> _Data for the task_
# # # # # # #
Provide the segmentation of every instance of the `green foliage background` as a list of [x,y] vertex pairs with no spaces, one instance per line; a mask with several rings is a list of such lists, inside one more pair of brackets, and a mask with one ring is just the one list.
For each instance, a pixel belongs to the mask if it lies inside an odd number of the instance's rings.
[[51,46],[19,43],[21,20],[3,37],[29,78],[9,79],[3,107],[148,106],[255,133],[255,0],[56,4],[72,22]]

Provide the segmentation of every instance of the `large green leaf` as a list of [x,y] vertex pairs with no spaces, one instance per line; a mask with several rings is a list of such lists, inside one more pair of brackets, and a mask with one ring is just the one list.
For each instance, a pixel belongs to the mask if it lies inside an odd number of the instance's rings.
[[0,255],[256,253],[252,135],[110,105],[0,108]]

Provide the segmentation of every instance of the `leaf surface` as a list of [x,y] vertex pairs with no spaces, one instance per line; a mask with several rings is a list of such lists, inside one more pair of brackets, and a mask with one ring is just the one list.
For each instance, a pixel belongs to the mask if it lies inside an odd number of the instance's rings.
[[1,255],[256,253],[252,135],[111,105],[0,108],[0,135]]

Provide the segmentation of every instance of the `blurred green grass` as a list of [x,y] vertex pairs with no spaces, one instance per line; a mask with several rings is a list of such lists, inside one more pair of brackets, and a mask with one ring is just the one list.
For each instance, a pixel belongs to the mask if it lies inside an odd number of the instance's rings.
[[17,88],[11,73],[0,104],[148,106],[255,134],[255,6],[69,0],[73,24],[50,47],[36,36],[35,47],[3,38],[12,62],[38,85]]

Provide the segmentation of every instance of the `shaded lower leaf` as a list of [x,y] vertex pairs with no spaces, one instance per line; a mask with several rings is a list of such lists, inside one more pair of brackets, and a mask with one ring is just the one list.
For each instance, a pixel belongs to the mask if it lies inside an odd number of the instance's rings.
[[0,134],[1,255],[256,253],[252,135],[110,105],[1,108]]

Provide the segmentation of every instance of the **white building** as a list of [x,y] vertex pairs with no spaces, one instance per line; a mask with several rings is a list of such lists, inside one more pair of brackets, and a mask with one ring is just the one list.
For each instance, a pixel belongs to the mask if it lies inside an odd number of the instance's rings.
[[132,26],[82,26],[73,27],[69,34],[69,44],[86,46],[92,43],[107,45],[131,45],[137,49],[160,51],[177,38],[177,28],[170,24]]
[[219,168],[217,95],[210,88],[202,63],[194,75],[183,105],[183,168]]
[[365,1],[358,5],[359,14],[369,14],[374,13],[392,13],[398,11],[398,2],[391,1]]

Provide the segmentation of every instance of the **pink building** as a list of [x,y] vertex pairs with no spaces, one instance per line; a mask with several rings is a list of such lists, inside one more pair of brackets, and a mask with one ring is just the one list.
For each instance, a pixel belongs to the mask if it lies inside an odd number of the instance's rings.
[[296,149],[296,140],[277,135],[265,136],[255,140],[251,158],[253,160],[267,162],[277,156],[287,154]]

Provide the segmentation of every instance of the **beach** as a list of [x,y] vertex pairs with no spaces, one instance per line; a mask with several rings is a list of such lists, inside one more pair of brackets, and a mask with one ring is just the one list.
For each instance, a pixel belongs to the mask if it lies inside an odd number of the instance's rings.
# # # # # # #
> _Task statement_
Write out every line of the material again, exactly as it reads.

> _Result for this task_
Provide the segmentation of every instance of the `green foliage background` as a list of [x,y] vertex pairs with no spaces, one instance per line; a mask with several rings is a list of such lists, inside one more pair of brackets, and a mask with one ring is just the one list.
For each instance, a pixel belongs to the mask if it lies inside an odd number of the instance's rings.
[[51,46],[19,43],[21,20],[3,37],[29,78],[9,79],[3,107],[148,106],[255,133],[255,0],[56,4],[72,22]]

Provide the segmentation of every instance of the `large green leaf` as a list of [x,y] vertex pairs with no spaces, one instance per line; a mask with several rings is a list of such lists, inside one more pair of brackets, and a mask with one ring is just the one list.
For each instance, a pixel belongs to the mask if it lies inside an odd number of the instance's rings.
[[0,255],[256,253],[252,135],[110,105],[0,108]]

Provide the segmentation of every instance of the `leaf surface` as a list of [x,y] vertex pairs with no spaces, one instance per line; a mask with several rings is a list of such lists, inside one more pair of brackets, and a mask with one ring is just the one list.
For each instance, a pixel belongs to the mask if it lies inside an odd number of the instance's rings.
[[1,255],[256,253],[252,135],[111,105],[0,108],[0,135]]

Provide the segmentation of every instance of the `blurred green grass` as a list of [x,y] vertex pairs with no spaces, one instance per line; a mask with several rings is a list of such lists, inside one more pair of brackets, and a mask with one ring is just the one list.
For each instance, a pixel belongs to the mask if it lies inside an odd number of the instance's rings.
[[17,88],[11,73],[0,104],[148,106],[255,134],[255,6],[69,0],[73,24],[50,47],[36,36],[35,47],[3,38],[12,62],[38,85]]

Provide the segmentation of every instance of the `shaded lower leaf` as a list of [x,y] vertex pairs with no spaces, one instance per line; a mask with several rings is a list of such lists, inside one more pair of brackets, and a mask with one ring is just the one list.
For each instance, a pixel belongs to the mask if it lies inside an odd number of the instance's rings.
[[0,134],[1,255],[256,253],[252,135],[110,105],[1,108]]

Provide the segmentation of every instance of the **white building** as a list of [x,y] vertex pairs with no spaces, one instance per line; a mask with several rings is a list of such lists, inside one more pair of brackets, and a mask with one ring is just the one list.
For each instance, a pixel belongs to the mask if it lies inside an odd number of the instance's rings.
[[132,26],[82,26],[73,27],[69,34],[69,44],[86,46],[92,43],[107,45],[131,45],[137,49],[160,51],[177,38],[177,28],[170,24]]
[[219,168],[217,95],[210,88],[202,63],[194,75],[183,105],[183,168]]
[[365,1],[358,5],[359,14],[369,14],[374,13],[392,13],[398,11],[398,2],[391,1]]

Provide the segmentation of every instance of the **pink building** as a list of [x,y] vertex pairs with no spaces, one instance per line; a mask with several rings is a list of such lists, inside one more pair of brackets, and a mask with one ring is just the one list.
For each instance, a pixel belongs to the mask if it lies inside an odd number of the instance's rings.
[[296,149],[296,140],[277,135],[265,136],[255,140],[251,158],[253,160],[267,162],[277,156],[287,154]]

Provide the segmentation of every instance of the **beach** as a list of [x,y] vertex pairs with no spaces, one instance per line; a mask with several rings is a list of such lists, inside one more pair of brackets, and a mask with one ring is just the one list.
For each instance, a pixel belongs to the mask if it lies inside an odd number of the instance's rings.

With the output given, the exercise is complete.